#### Source records:
※

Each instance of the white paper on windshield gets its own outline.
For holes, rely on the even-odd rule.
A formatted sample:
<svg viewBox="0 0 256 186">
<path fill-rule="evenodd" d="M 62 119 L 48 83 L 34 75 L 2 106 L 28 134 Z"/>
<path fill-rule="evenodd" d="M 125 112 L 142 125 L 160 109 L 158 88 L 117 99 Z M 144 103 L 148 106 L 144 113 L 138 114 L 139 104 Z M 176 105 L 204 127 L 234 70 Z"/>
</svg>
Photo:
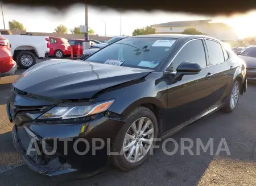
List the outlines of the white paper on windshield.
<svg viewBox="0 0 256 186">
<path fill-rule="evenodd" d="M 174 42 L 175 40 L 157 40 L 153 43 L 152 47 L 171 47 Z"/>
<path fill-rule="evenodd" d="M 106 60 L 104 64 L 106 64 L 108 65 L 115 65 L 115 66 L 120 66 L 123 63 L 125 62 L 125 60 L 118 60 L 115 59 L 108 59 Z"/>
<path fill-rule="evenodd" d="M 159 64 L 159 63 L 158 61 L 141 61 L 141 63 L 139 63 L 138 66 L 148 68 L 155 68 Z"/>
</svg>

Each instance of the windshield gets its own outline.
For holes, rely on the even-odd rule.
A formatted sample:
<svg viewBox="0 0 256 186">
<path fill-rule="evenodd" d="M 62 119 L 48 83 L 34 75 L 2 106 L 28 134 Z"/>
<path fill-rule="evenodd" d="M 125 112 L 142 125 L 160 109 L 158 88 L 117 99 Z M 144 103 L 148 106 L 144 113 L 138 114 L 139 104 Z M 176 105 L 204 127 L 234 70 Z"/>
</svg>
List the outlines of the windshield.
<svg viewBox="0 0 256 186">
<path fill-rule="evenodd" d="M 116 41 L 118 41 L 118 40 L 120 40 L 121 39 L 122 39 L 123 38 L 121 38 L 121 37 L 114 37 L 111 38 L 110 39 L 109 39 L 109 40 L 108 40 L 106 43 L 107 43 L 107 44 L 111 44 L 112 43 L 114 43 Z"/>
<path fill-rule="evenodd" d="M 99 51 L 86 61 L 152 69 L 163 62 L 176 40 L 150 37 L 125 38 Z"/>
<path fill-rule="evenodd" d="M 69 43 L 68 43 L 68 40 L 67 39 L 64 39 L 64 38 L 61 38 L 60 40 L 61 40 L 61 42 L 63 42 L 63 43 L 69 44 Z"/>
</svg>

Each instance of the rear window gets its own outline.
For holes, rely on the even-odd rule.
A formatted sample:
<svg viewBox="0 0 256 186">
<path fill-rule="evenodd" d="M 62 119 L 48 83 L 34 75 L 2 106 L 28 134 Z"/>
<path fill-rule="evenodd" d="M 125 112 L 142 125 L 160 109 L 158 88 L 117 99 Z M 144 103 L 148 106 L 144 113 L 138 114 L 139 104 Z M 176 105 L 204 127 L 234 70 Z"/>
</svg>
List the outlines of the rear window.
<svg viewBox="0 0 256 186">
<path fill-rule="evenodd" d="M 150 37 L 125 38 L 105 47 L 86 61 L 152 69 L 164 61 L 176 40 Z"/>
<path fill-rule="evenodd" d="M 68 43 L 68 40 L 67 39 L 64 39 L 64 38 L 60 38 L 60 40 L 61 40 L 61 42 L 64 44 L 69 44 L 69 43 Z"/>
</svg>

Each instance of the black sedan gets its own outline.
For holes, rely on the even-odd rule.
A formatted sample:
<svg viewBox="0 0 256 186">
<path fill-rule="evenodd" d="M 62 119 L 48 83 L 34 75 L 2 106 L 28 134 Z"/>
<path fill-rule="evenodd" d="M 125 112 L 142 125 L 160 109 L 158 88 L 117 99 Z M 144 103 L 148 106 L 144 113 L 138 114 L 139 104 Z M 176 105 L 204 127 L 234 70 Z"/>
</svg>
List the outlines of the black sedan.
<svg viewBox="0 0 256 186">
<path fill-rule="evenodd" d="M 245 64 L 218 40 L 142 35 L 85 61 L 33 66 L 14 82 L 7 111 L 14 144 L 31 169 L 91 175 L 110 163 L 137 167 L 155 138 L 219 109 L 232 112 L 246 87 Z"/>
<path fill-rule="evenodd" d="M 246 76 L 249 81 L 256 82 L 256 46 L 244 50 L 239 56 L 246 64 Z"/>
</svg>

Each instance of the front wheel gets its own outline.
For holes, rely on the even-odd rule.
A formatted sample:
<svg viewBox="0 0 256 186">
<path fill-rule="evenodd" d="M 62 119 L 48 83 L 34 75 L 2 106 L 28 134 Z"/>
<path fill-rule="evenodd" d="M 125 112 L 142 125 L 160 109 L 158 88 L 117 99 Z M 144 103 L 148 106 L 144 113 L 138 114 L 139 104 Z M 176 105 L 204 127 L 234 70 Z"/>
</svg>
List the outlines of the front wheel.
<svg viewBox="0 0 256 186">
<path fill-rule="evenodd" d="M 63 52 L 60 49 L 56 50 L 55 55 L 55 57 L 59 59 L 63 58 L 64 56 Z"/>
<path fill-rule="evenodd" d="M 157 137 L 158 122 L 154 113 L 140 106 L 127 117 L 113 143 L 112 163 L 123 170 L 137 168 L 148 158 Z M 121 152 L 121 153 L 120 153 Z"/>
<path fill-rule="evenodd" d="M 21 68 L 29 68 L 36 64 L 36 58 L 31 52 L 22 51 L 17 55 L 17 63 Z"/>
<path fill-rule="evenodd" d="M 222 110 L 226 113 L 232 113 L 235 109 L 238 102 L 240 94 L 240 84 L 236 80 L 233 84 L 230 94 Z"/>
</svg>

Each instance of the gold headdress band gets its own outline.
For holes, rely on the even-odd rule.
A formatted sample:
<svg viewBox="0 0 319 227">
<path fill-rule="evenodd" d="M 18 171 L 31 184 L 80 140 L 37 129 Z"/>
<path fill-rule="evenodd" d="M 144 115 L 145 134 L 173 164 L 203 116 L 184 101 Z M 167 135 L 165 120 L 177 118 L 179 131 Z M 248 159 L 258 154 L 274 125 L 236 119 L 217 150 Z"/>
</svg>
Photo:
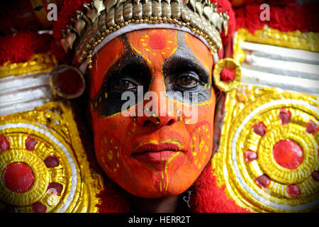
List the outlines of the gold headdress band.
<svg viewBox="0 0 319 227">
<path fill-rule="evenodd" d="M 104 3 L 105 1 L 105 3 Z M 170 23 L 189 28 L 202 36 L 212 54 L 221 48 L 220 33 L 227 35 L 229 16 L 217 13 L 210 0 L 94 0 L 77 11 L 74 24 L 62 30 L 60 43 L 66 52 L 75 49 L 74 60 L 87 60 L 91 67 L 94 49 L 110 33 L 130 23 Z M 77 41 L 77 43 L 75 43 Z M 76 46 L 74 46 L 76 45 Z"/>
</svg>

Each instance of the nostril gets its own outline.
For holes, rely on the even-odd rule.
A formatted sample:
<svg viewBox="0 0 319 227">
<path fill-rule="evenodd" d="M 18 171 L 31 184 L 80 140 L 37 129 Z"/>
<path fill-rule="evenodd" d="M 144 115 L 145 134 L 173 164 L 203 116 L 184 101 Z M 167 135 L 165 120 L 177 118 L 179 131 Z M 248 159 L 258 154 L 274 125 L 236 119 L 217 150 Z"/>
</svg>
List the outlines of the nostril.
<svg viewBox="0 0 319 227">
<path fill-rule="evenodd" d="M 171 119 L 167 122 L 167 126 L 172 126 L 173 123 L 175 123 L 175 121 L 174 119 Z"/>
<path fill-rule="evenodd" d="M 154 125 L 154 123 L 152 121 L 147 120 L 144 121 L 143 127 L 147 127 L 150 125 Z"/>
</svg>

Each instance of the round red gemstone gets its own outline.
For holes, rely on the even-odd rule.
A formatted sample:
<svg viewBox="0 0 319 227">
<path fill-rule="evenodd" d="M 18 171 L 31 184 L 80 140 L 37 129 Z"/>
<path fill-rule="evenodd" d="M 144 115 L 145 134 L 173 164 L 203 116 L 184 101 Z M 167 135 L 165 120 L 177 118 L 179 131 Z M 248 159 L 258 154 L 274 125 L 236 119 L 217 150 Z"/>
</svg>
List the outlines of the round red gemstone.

※

#### Brief:
Copy out every line from the one containing "Each instance of the round" to the end of the material, both ends included.

#### Result of the task:
Each instance of the round red gemstone gets its own outline.
For holes, rely on the even-odd rule.
A formatted sample:
<svg viewBox="0 0 319 227">
<path fill-rule="evenodd" d="M 18 171 L 31 184 L 80 140 L 37 129 Z"/>
<path fill-rule="evenodd" d="M 144 115 L 145 134 L 173 164 L 203 116 L 184 101 Z M 167 135 L 165 120 L 177 118 L 179 131 Z M 248 159 L 258 154 L 274 125 L 236 119 L 217 150 Z"/>
</svg>
List the outlines of the round red gemstone.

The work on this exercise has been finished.